◆ **Aufgabenstellung**: Fasse den Artikel über die Reinigung der Orgel in St. Remigius in zwei Sätzen zusammen.

◆ **Seitenauszug**:
╭──

Zurück mit sauberen Pfeifen

Die Orgel in St. Remigius Viersen wurde umfassend gereinigt – mit einem Konzert am 12. September geht sie wieder „in Betrieb“

3500 Pfeifen gehören zur Orgel in der Viersener Innenstadtkirche. (c) Ann-Katrin Roscheck
3500 Pfeifen gehören zur Orgel in der Viersener Innenstadtkirche.
Datum:
11. Aug. 2021
Von:
Aus der KirchenZeitung, Ausgabe 32/2021 | Ann-Katrin Roscheck

Ordentlich in Reihe liegen die großen Orgelpfeifen sortiert auf dem Boden hinter der schweren Eingangstür von St. Remigius in Viersen. Manche Pfeifen sind durch handschriftliche Zettel gekennzeichnet, andere auf Holzgestellen und in Regalen abgelegt. Fast zehn Wochen benötigen Lea Kynast und Tobias Mesterom von der Orgelbaufirma Scholz, um die 1984 erbaute Orgel zu reinigen.

╰──

Datensätze mit beschrifteten Punkten
╭──

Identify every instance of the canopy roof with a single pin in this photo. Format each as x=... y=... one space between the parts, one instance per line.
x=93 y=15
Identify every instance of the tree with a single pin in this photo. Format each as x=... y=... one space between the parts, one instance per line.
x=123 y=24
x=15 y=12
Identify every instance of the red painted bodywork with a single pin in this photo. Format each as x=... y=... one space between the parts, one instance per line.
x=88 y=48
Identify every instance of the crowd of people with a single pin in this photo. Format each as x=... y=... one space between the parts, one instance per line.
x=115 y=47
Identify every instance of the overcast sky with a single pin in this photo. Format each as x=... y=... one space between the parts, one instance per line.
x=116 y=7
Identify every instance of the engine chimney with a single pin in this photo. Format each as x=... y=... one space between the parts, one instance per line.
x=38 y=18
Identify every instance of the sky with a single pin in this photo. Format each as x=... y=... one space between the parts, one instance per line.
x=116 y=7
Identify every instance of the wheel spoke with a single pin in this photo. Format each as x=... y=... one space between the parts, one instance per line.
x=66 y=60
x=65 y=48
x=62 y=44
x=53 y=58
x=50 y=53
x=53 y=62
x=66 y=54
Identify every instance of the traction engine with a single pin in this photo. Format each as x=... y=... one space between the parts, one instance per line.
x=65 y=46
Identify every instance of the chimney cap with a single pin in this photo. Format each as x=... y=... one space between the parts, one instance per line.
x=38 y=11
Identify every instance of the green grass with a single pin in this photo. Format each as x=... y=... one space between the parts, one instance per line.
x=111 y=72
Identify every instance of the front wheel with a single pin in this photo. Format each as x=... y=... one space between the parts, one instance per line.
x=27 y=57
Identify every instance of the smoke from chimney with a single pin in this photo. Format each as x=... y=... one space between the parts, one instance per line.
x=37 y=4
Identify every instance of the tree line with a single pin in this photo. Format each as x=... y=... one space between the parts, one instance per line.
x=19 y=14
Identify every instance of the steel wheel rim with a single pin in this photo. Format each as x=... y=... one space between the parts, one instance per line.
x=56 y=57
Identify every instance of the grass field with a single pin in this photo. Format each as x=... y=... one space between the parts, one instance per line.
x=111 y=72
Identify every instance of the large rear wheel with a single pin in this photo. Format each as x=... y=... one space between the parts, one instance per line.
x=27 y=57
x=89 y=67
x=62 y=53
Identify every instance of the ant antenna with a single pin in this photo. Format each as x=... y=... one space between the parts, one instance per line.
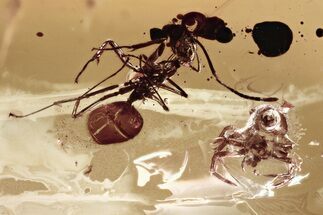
x=255 y=98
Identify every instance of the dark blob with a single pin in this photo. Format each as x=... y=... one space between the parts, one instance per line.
x=114 y=123
x=272 y=38
x=211 y=28
x=157 y=33
x=39 y=34
x=248 y=30
x=319 y=32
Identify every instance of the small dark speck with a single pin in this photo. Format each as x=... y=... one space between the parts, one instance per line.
x=319 y=32
x=40 y=34
x=248 y=30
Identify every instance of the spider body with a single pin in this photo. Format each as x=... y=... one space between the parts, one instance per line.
x=264 y=137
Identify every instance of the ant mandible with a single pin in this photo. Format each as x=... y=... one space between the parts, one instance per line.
x=182 y=36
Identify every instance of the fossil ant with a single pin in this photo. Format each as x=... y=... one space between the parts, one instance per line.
x=183 y=42
x=151 y=74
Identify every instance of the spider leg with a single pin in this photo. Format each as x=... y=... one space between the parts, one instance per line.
x=255 y=98
x=96 y=57
x=281 y=179
x=217 y=159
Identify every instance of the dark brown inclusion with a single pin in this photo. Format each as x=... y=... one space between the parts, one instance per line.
x=114 y=123
x=272 y=38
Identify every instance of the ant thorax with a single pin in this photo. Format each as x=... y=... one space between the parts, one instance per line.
x=185 y=49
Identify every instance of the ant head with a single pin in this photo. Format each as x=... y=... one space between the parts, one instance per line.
x=173 y=31
x=211 y=28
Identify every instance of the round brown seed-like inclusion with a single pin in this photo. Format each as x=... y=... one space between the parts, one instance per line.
x=114 y=123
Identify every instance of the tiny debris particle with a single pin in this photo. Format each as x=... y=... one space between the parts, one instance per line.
x=40 y=34
x=88 y=170
x=319 y=32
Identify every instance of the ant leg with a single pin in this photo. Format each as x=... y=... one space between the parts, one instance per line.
x=183 y=93
x=44 y=108
x=170 y=89
x=157 y=53
x=255 y=98
x=87 y=95
x=107 y=78
x=96 y=57
x=198 y=69
x=137 y=46
x=160 y=101
x=121 y=91
x=77 y=99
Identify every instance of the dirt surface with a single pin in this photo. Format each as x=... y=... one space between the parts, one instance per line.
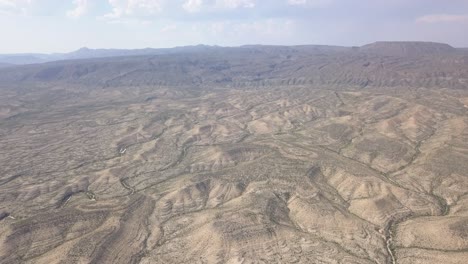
x=145 y=169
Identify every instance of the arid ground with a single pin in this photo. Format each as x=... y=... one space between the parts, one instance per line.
x=257 y=154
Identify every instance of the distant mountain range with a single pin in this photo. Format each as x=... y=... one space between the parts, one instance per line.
x=381 y=64
x=382 y=48
x=86 y=53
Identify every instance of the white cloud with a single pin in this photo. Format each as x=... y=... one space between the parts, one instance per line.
x=121 y=8
x=310 y=3
x=9 y=7
x=81 y=7
x=192 y=6
x=169 y=28
x=442 y=18
x=232 y=4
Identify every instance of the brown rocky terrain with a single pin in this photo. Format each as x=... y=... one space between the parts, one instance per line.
x=257 y=154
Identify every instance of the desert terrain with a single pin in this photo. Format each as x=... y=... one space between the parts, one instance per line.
x=255 y=154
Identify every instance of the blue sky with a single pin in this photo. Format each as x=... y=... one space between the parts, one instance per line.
x=66 y=25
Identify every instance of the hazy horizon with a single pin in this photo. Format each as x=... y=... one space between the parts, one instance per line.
x=53 y=26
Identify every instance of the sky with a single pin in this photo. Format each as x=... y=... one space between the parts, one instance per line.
x=48 y=26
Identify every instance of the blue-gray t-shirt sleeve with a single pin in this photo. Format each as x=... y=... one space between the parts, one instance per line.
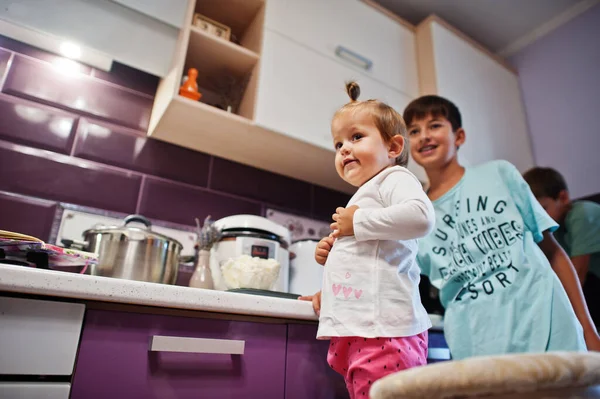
x=534 y=216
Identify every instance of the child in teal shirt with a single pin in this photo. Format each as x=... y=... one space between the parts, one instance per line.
x=490 y=250
x=579 y=231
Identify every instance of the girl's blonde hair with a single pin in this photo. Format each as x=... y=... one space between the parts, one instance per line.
x=389 y=122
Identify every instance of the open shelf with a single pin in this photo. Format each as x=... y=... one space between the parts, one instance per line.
x=205 y=126
x=244 y=17
x=214 y=57
x=200 y=127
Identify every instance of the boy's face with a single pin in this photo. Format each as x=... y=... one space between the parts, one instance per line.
x=433 y=143
x=556 y=208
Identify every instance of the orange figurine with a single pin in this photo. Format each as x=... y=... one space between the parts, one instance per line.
x=189 y=89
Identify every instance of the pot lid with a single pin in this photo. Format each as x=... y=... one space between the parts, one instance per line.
x=253 y=222
x=145 y=231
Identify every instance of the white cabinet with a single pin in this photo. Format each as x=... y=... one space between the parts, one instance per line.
x=485 y=90
x=323 y=25
x=300 y=90
x=171 y=12
x=38 y=337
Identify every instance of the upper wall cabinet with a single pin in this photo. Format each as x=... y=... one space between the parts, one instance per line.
x=300 y=90
x=268 y=99
x=484 y=88
x=128 y=31
x=352 y=33
x=171 y=12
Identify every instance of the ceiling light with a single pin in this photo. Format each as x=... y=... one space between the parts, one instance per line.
x=56 y=45
x=70 y=50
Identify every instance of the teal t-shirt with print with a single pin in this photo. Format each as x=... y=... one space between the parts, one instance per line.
x=580 y=234
x=499 y=290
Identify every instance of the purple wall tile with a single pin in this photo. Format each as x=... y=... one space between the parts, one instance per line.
x=26 y=122
x=260 y=185
x=125 y=76
x=34 y=79
x=4 y=58
x=325 y=202
x=58 y=177
x=561 y=90
x=130 y=149
x=181 y=204
x=26 y=215
x=25 y=49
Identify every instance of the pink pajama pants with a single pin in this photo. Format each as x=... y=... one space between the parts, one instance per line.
x=362 y=361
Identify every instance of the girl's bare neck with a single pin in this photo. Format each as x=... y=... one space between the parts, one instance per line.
x=442 y=180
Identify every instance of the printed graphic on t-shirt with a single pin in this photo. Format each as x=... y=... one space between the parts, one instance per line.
x=476 y=253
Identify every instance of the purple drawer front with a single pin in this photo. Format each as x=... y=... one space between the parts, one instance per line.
x=114 y=360
x=308 y=376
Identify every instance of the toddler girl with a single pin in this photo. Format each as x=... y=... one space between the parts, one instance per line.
x=371 y=309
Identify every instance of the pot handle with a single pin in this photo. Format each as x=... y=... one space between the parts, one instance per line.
x=138 y=218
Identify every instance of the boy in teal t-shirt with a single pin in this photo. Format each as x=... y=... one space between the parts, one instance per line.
x=579 y=231
x=489 y=252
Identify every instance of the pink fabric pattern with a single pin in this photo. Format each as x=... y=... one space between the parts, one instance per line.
x=362 y=361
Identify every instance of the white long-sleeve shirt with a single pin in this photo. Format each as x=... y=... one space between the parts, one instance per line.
x=371 y=280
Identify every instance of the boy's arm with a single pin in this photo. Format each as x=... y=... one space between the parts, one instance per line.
x=563 y=268
x=408 y=215
x=581 y=264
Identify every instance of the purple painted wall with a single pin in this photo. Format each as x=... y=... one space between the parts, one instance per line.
x=79 y=137
x=560 y=80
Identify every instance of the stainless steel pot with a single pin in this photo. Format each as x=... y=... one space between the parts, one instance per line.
x=134 y=253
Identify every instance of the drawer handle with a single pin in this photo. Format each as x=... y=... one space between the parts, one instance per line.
x=353 y=57
x=438 y=354
x=161 y=343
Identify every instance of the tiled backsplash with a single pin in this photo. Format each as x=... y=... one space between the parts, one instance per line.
x=77 y=135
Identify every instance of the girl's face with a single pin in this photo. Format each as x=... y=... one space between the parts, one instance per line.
x=433 y=143
x=361 y=152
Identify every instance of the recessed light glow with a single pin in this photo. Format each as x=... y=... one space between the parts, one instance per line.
x=70 y=50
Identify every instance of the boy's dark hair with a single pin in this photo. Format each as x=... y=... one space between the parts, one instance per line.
x=435 y=106
x=545 y=182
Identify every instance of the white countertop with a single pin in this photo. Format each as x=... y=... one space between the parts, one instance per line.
x=59 y=284
x=71 y=285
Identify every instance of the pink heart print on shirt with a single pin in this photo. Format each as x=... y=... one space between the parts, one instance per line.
x=347 y=291
x=336 y=289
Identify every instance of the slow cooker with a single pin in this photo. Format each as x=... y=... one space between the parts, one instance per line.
x=254 y=236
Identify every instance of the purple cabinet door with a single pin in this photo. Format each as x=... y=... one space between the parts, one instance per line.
x=307 y=375
x=114 y=360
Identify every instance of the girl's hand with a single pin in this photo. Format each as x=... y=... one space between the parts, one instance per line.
x=323 y=249
x=343 y=224
x=316 y=300
x=591 y=339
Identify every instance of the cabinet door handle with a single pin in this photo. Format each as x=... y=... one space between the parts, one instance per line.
x=162 y=343
x=353 y=57
x=438 y=354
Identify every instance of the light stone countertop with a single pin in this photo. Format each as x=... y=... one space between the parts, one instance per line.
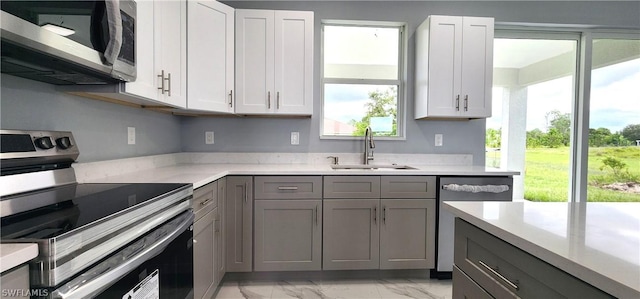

╰──

◆ **Die Antwort**: Die Orgel in St. Remigius in Viersen mit ihren 3500 Pfeifen wurde umfassend gereinigt und geht mit einem Konzert am 12. September wieder in Betrieb. Lea Kynast und Tobias Mesterom von der Orgelbaufirma Scholz benötigen fast zehn Wochen, um die 1984 erbaute Orgel zu reinigen, während die großen Pfeifen sortiert hinter der Eingangstür der Kirche auf dem Boden liegen.